Count the lines below that contain the word "desert", and give only that number.

== INPUT MATERIAL

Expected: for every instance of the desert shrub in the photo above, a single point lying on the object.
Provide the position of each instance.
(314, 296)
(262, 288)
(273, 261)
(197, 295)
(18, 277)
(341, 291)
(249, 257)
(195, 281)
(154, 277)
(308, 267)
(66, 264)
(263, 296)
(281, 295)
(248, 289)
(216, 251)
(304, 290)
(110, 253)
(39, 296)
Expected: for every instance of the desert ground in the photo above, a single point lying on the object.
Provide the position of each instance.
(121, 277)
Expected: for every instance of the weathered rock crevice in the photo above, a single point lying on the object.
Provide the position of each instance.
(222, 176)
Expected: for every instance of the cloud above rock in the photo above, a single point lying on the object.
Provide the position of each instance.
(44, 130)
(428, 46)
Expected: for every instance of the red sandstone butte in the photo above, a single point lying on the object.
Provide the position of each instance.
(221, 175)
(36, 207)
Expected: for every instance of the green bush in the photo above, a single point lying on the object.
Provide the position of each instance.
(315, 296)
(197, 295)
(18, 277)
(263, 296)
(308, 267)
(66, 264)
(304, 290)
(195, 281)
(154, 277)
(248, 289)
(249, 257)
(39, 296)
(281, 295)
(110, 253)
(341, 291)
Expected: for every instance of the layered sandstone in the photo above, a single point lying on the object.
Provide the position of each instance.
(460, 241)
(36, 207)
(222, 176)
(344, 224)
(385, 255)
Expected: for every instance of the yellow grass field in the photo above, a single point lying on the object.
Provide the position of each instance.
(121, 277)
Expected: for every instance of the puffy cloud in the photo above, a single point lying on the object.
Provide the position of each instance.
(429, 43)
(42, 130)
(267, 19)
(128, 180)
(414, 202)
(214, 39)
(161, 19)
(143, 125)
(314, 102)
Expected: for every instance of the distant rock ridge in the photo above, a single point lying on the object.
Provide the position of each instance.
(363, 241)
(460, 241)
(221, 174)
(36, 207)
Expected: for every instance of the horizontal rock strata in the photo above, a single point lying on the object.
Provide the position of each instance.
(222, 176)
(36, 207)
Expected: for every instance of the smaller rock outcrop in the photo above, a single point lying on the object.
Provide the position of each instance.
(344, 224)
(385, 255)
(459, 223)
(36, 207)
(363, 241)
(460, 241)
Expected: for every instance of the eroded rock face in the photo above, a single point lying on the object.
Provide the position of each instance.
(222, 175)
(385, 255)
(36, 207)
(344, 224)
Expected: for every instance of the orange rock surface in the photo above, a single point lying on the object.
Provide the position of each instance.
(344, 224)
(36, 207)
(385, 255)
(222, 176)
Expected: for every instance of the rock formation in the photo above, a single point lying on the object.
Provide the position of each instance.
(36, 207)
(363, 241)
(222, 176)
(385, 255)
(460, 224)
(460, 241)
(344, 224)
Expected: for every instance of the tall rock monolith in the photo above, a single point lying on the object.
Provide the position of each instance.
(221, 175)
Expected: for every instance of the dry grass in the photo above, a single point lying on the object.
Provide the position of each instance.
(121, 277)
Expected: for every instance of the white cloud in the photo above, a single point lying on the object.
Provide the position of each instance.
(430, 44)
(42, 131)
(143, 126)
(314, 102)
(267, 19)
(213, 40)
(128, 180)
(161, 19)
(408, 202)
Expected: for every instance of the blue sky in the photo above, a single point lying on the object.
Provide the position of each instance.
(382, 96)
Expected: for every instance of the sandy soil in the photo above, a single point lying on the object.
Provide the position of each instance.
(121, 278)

====
== INPUT MATERIAL

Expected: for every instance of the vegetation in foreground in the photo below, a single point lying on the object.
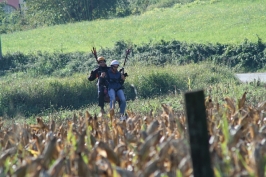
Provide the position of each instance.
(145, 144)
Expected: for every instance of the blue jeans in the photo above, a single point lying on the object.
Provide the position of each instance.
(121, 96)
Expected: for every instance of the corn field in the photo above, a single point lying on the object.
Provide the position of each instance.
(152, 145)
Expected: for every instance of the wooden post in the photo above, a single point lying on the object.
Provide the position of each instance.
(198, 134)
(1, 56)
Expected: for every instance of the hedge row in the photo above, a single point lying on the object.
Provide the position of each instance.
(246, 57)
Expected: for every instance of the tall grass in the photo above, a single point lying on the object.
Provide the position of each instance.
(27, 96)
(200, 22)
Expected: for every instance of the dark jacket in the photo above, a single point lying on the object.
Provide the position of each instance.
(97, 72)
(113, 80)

====

◆ COMPLETED EXERCISE
2